> [ASSIGNMENT]: Find each line of the entries with the string "below", please, and copy it.
⟨
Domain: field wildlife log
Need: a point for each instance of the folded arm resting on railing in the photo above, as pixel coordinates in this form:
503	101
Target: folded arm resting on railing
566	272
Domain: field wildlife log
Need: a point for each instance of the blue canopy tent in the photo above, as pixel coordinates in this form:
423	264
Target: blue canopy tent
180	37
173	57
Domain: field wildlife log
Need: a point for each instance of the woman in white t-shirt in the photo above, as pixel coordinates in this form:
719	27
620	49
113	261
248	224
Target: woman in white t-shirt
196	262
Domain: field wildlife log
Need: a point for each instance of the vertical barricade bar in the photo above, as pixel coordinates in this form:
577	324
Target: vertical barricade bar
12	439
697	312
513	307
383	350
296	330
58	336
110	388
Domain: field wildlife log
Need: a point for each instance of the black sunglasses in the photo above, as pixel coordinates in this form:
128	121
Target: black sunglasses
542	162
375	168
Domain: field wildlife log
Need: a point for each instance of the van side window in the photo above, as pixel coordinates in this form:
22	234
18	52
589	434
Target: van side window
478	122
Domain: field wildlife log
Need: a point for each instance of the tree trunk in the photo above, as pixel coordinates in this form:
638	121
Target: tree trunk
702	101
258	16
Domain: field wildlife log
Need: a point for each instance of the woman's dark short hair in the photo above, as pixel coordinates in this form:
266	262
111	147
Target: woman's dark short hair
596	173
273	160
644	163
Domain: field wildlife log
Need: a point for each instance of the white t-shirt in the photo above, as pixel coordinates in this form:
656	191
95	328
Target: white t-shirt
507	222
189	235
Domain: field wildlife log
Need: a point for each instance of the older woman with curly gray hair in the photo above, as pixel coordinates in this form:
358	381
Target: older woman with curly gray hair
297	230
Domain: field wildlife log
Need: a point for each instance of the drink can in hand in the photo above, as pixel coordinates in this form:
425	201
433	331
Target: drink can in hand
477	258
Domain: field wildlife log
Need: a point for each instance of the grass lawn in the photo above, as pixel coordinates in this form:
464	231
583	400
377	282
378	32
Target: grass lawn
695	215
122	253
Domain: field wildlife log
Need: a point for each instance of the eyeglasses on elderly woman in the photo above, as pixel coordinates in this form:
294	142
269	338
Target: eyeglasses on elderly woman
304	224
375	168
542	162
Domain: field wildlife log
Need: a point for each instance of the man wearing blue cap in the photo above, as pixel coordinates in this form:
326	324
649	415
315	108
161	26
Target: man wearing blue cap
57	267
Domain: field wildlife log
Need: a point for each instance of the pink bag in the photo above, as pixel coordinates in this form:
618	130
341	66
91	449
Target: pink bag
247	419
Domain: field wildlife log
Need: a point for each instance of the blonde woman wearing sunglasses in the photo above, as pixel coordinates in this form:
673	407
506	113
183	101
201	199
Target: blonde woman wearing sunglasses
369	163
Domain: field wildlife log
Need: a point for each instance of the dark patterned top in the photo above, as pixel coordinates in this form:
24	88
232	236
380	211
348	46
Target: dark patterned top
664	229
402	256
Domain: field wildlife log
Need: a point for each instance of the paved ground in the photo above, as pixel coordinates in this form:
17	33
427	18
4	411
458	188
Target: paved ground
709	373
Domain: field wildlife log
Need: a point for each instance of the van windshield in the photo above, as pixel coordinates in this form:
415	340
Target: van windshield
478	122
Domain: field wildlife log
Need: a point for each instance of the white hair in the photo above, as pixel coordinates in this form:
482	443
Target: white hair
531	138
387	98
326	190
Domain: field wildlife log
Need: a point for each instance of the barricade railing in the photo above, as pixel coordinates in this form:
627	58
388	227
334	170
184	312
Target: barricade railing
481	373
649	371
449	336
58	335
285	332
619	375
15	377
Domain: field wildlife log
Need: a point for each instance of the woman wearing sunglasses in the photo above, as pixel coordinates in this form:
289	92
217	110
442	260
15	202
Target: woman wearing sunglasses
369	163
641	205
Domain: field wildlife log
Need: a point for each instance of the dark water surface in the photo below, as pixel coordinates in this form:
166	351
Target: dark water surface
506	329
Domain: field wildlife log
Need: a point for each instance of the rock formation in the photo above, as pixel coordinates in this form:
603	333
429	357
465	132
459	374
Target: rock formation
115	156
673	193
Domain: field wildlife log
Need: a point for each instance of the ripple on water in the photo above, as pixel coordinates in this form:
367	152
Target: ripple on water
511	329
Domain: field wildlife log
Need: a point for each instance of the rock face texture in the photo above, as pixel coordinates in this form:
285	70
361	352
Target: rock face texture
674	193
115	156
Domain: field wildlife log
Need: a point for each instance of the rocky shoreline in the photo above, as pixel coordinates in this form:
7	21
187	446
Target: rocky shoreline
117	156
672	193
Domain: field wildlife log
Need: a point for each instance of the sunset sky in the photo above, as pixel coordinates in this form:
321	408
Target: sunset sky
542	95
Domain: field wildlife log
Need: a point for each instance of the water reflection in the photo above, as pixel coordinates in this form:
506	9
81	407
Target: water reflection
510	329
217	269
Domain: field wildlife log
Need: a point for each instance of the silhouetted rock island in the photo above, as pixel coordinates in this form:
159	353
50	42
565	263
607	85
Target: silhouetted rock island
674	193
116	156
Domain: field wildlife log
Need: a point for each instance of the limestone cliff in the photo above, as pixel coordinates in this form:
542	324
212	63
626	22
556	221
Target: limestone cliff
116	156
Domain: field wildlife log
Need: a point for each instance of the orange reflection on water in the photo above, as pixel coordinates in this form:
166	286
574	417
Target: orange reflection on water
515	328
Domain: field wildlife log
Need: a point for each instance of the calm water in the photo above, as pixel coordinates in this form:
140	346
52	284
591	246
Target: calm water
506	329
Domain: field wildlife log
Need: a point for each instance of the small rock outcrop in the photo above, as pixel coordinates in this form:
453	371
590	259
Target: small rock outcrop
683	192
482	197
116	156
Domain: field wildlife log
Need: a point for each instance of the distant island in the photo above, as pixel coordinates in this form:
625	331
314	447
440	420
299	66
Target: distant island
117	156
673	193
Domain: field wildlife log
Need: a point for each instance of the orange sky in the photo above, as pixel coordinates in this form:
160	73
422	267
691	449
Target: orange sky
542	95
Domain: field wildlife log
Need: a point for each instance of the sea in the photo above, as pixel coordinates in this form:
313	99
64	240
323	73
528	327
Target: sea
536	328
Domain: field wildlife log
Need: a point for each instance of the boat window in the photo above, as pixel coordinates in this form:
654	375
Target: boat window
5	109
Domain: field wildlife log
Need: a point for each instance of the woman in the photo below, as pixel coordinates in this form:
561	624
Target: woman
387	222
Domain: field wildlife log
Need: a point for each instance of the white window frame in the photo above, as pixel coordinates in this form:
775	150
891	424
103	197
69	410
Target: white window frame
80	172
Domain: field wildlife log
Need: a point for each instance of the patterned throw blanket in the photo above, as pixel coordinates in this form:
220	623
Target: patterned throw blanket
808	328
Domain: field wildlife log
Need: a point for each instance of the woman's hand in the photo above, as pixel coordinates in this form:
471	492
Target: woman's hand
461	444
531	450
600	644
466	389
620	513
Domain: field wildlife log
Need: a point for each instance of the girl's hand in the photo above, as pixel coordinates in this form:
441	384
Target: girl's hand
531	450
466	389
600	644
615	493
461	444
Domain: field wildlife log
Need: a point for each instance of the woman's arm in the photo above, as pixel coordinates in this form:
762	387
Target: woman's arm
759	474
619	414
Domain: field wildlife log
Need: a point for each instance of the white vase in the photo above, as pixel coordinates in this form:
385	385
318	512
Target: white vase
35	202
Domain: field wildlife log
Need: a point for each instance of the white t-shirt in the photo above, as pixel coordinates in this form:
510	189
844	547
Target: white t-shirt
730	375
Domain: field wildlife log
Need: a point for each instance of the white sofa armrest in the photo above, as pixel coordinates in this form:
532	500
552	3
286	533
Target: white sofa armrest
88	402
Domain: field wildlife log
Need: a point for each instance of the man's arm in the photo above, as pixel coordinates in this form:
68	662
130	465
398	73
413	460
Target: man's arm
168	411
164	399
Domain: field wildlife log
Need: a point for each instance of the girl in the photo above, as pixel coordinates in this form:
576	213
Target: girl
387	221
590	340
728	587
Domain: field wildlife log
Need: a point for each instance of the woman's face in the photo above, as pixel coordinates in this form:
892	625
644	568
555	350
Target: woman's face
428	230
⟩
> [WORKED SOLUTION]:
Need: a point for each instance of the dark water surface in the photo below, as pixel coordinates in this form:
Need: a point for each instance of the woman in the photo below, as pixel coordinates in this form:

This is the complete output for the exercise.